# START OF Document text

What Is a Tensor? The mathematical point of view.
Table of Contents
Tensor Key points
- The author begins by questioning the nature of numbers and their deeper significance.
- Numbers can represent various mathematical constructs, from scalars to linear mappings of one-dimensional vector spaces.
- These numerical representations can be described as elements of fields, dual spaces, and matrices.
- The concept of tensors is introduced, which are multi-dimensional arrays of numbers in a rectangular shape.
- Tensors are crucial in physics and can represent transformations, algorithms, and various other mathematical structures.
- Tensors can be used in multiple dimensions and have numerous applications, similar to how matrices are employed in different contexts.
- The presentation of tensors depends on the choice of basis, and their interpretations are based on the specific application.
- The article illustrates how tensors can be used to describe certain mathematical and computational objects, such as matrix multiplication algorithms.
- Tensors can be defined as combinations of generic tensors, with different names based on the number of components (e.g., dyads for rank 2 tensors).
- The commutativity of tensor products is discussed, highlighting that they are not commutative, similar to matrix multiplication.
- Tensors have a broad range of meanings and applications in physics, including stress-energy tensors, metric tensors, and curvature tensors.
- The article emphasizes that tensors, like matrices, serve as fundamental building blocks in various mathematical and physical concepts.
Introduction
Let me start with a counter-question. What is a number? Before you laugh, there is more to this question than one might think. A number can be something we use to count or more advanced an element of a field like real numbers. Students might answer that a number is a scalar. This is the appropriate answer when vector spaces are around. But what is a scalar? A scalar can be viewed as the coordinate of a one-dimensional vector space, the component of a basis vector. It means we stretch or compress a vector. But this manipulation is a transformation, a homomorphism, a linear mapping. So the number represents a linear mapping of a one-dimensional vector space. It also transports other numbers to new ones. Thus it is an element of ##\mathbb{R}^*##, the dual space: ##c \mapsto (a \mapsto \langle c,a \rangle##). Wait! Linear mapping? Aren’t those represented by matrices? Yes, it is a ##1 \times 1## matrix and even a vector itself.
So without any trouble, we have already found that a number is
- An element of a field, e.g. ##\mathbb{R}##.
- A scalar.
- A coordinate.
- A component.
- A transformation of other numbers, an element of a dual vector space, e.g. ##\mathbb{R}^*##
- A matrix.
- A vector.
As you might have noticed, we can easily generalize these properties to higher dimensions, i.e. arrays of numbers, which we usually call vectors and matrices. I could as well have asked: What is a vector, what is a matrix? We would have found even more answers, as matrices can be used to solve systems of linear equations, some form matrix groups, others play an important role in calculus as Jacobi matrices, and again others are number schemes in stochastic. In the end, they are only two-dimensional arrays of numbers in a rectangular shape. A number is even the one-dimensional special case of the two-dimensional array matrix.

# END OF Document text
# START OF Material for this task

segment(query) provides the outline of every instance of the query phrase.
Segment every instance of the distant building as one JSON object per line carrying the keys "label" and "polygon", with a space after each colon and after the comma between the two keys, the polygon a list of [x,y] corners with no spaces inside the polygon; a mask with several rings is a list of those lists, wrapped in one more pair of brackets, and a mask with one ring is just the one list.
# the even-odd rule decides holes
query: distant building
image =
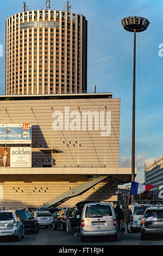
{"label": "distant building", "polygon": [[159,192],[159,187],[163,185],[163,155],[145,168],[146,185],[153,185],[151,190]]}
{"label": "distant building", "polygon": [[7,20],[6,94],[86,92],[87,21],[68,10],[24,10]]}

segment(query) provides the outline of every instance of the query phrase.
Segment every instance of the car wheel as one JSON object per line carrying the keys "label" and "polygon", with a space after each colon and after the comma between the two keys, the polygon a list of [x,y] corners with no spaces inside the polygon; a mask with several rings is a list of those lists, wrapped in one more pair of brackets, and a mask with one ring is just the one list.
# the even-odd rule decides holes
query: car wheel
{"label": "car wheel", "polygon": [[39,230],[40,230],[39,225],[38,224],[36,224],[35,225],[34,230],[34,233],[38,233],[39,232]]}
{"label": "car wheel", "polygon": [[83,236],[83,235],[80,235],[80,241],[81,242],[85,242],[86,237],[85,236]]}
{"label": "car wheel", "polygon": [[21,238],[24,238],[25,237],[25,231],[24,231],[24,229],[23,229],[23,234],[21,236]]}
{"label": "car wheel", "polygon": [[15,240],[17,241],[17,242],[19,242],[21,240],[21,231],[19,230],[19,234],[18,234],[18,236],[16,236],[15,237]]}
{"label": "car wheel", "polygon": [[140,240],[146,240],[146,236],[143,234],[140,235]]}
{"label": "car wheel", "polygon": [[51,228],[52,228],[52,229],[55,229],[55,224],[54,224],[54,222],[53,222],[53,224],[51,226]]}

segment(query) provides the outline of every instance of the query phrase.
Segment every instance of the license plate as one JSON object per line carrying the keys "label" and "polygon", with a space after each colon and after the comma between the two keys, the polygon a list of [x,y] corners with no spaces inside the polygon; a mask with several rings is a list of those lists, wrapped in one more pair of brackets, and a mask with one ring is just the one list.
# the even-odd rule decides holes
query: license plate
{"label": "license plate", "polygon": [[152,222],[153,225],[163,225],[163,221],[154,221]]}
{"label": "license plate", "polygon": [[105,225],[105,223],[104,222],[93,222],[92,225],[93,226]]}

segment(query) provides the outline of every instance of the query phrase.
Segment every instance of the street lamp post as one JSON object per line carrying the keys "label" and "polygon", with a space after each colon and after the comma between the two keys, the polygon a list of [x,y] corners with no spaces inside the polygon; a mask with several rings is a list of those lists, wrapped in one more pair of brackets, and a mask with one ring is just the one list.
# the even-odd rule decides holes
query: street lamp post
{"label": "street lamp post", "polygon": [[[135,181],[135,70],[136,70],[136,33],[147,29],[149,22],[142,17],[128,17],[121,21],[124,29],[134,33],[133,94],[133,124],[132,124],[132,153],[131,153],[131,181]],[[134,203],[134,195],[131,195],[131,203]]]}

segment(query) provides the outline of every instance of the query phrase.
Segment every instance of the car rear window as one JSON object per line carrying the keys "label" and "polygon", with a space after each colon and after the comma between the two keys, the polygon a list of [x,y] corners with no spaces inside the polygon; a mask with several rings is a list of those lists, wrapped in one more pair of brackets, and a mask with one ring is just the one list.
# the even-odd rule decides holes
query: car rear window
{"label": "car rear window", "polygon": [[0,212],[0,221],[10,221],[11,220],[14,220],[11,212]]}
{"label": "car rear window", "polygon": [[51,214],[38,214],[37,216],[37,217],[51,217],[52,215]]}
{"label": "car rear window", "polygon": [[149,206],[135,206],[134,210],[134,215],[143,215],[145,211],[145,210],[149,207]]}
{"label": "car rear window", "polygon": [[146,211],[145,217],[148,218],[149,217],[156,217],[158,218],[163,218],[163,210],[149,210]]}
{"label": "car rear window", "polygon": [[96,218],[103,216],[112,216],[112,212],[110,205],[96,204],[86,206],[85,211],[86,218]]}

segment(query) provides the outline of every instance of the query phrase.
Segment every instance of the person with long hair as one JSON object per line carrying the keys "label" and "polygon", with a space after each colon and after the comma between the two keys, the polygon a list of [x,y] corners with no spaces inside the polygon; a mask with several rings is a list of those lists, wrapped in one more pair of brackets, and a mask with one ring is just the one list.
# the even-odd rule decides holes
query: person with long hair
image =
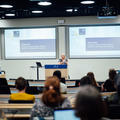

# END OF Material for this task

Problems to solve:
#1 In the tensor article, what name is given to rank 2 tensors?
#2 Find each line in the records that contains the string "post", and copy those lines. The match is case-sensitive.

Answer list:
#1 Dyads.

#2
Segment every instance of the street lamp post as one JSON object per line carrying the keys "label" and "polygon", with a space after each colon and after the comma between the two keys, the polygon a list of [x,y] corners with no spaces inside the polygon; a mask with several rings is a list of those lists, wrapped in one more pair of brackets, and a mask with one ring is just the one list.
query: street lamp post
{"label": "street lamp post", "polygon": [[[135,181],[135,70],[136,70],[136,33],[147,29],[149,22],[142,17],[128,17],[121,21],[124,29],[134,33],[133,94],[133,124],[132,124],[132,153],[131,153],[131,181]],[[134,203],[134,195],[131,195],[131,203]]]}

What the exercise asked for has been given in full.